I have 2 data sets with location data as below.

DS1

Ofc name, Easting, Northing

DS2

Emp name,Easting, Northing

 

The code I have written is as follows.

proc optmodel;
set two = 1..2;
set<string> ofc;
set<string> pm;
num ofc_loc{ofc,two};
num pm_loc{pm,two};
var ofc_use{ofc} binery; /* office used */
var dec_var{pm,ofc} binery; /* decision variable */
read data DS1 into ofc=[office_name] ofc_loc[office_name,1]=easting ofc_loc[office_name,2]=northing;
read data DS2 into pm=[pm_nm] pm_loc[pm_nm,1]=eastings pm_loc[pm_nm,2]=northings;
constraint con1{p in pm}: sum{o in ofc} dec_var[p,o]=1; /* 1 office per pm */
constraint con2: sum{p in pm,o in ofc} ofc_use[o]*dec_var[p,o]=20; /* 20 ofc to use */
/*constraint con4{p in pm,o in ofc}: 0<=dec_var[p,o]<=1;*/ /* want the decision variables to be binary */
/*constraint con5{o in ofc}: 0<=ofc_use[o]<=1;*/ /* need con4 and con5 if variables are declared as integer */
min dismin = sum{p in pm,o in ofc} dec_var[p,o]*(((pm_loc[p,1]-ofc_loc[o,1])**2+(pm_loc[p,2]-ofc_loc[o,2])**2)**(0.5)); /* minimise distance */
solve;
quit;

 

The con2 above is becoming non linear. Due to that, the variables need to be number and not integer and also con4 and con5 are required. Ultimately the solver is unable to solve the problem and cannot find a solution. Is it possible to convert this into a linear programming problem?

 

Any help will be greatly appreciated.

 

Thanks

Arindam

1 ACCEPTED SOLUTION

Accepted Solutions
RobPratt
SAS Super FREQ

Note that the option name in the VAR statement should be BINARY, not BINERY.

[DATASET ENTRIES]
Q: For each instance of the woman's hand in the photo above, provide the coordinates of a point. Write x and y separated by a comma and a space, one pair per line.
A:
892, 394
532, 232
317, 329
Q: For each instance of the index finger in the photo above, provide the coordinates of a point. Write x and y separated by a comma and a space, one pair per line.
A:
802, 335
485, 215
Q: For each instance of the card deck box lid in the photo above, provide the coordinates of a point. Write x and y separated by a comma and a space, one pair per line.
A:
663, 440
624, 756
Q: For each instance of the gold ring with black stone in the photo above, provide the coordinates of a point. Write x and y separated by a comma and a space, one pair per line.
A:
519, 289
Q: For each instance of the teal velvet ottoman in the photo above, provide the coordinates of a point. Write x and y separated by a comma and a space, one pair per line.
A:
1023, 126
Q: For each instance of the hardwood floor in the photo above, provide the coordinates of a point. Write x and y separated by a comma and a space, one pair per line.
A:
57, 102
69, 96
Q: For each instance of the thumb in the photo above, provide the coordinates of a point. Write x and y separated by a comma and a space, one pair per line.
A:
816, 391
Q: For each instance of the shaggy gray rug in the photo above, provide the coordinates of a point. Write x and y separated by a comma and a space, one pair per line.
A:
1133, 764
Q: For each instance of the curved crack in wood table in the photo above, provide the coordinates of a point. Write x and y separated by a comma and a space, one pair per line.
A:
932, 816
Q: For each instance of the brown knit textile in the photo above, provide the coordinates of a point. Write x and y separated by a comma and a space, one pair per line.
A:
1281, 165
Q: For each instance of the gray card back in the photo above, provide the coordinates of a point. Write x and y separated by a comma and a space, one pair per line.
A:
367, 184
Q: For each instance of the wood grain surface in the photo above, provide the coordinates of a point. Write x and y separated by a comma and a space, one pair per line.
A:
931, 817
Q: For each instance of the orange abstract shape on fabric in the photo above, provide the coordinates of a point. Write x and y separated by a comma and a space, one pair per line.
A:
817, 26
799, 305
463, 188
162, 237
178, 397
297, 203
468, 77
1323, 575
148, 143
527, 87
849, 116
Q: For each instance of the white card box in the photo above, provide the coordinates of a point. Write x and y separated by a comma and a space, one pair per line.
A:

[EXERCISE DETAILS] List every constraint name that appears in the code in the forum post, including any in commented-out lines.

[ANSWER TO THE TASK] con1, con2, con4, con5